# Request 1
In the BMW diesel thread, how much better mileage does floydarogers report compared with the 335i?
# Request 2
Can you reproduce the part of the BMW diesel thread that begins at the words "## floydarogers (Oct" and stops after "(Oct 25, 2009)"?
# Request 3
Could you carry on the BMW diesel thread from its last line?

# Extracted text
====================

# BMW Deisel



## Vestigator (Sep 4, 2012)

Does the deisel get any better mileage than the gas version? Considering a diesel.


----------



## d geek (Nov 26, 2008)

There's a big diesel subforum here on bimmerfest.

Quick answer is yes. Check fueleconomy.gov and fuelly.com for fuel economy estimates & reported FE.


----------



## floydarogers (Oct 11, 2010)

+ as Geek says. I get 5-8 mpg better than my son's 335i. Sometimes even a bit more. Unfortunately, diesel is a fair bit more than gasoline right now but in the past it was less than premium.


----------



## badgerbob (Oct 25, 2009)

If you drive one you will love it, and likely buy one. Be careful, it is a great car.


----------



## DZLMAN (Mar 1, 2011)

====================

# Record set
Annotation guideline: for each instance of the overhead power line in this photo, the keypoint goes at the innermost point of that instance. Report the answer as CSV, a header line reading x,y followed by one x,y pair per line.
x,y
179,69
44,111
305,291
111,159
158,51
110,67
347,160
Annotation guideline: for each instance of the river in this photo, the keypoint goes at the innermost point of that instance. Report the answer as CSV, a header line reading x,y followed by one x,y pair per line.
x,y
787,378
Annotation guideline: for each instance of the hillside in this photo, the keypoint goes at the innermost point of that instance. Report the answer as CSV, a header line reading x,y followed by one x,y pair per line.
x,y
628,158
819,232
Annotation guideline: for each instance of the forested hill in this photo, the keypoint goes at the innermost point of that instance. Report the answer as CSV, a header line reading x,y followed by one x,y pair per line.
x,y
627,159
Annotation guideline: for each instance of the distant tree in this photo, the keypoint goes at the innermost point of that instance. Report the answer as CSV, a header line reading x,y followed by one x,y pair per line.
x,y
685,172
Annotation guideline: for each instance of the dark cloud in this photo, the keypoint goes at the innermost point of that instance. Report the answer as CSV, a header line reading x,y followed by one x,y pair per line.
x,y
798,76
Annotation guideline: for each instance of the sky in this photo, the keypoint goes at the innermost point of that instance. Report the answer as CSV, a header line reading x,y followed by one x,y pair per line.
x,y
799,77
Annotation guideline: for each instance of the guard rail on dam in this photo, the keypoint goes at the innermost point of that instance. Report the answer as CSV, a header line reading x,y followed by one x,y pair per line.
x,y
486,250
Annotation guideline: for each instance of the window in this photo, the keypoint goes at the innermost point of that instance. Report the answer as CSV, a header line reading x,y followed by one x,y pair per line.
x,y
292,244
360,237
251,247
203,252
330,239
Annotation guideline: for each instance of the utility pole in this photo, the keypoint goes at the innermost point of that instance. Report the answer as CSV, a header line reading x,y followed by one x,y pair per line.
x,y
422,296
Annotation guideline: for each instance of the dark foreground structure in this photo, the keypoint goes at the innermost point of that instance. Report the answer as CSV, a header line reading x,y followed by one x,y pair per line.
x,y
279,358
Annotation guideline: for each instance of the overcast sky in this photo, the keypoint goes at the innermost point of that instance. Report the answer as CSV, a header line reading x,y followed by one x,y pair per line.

====================

# Right answer 1
5-8 mpg better, sometimes a bit more.

# Right answer 2
## floydarogers (Oct 11, 2010)

+ as Geek says. I get 5-8 mpg better than my son's 335i. Sometimes even a bit more. Unfortunately, diesel is a fair bit more than gasoline right now but in the past it was less than premium.


----------



## badgerbob (Oct 25, 2009)

# Right answer 3
Gas mileage diesel is approx 30% better, but as badgerbob mentioned, its a lot of power for its size, in my world power is torque [low revving engine extremely strong pull from dead stop] but if you're more into high revving, horse power, likes down shifting kinda person than you may not like it. Fuel consumption wise diesel is better. Hope this helps. Good luck!


----------



## UncleJ (May 7, 2006)

I think that 30% is on the high end, but it is possible. It is also possible to not see much if any improvement over gas if you flog the car heavily. Driving style accounts for a lot but overall diesel will give you at least 10-15% better mileage. There are trade-offs however. The smell of diesel is off putting to some (it is more aromatic than gas and the smell lasts longer), especially if it gets into the interior of the car through spillage on your hands or shoes. It can be hard to find -- although this is not really that much of a problem -- and it can cost more than premium -- again, not always, but sometimes. Over all it is a great fuel and the engines are built to last because of the very high compression required for ignition (no spark, just compression heat). The new high speed light weight turbo diesel engines are truly marvels (all makes, not just BMW) and they are worth your consideration. Just take your wife on the test drive and at least one fuel stop to see if she will buy off on the car!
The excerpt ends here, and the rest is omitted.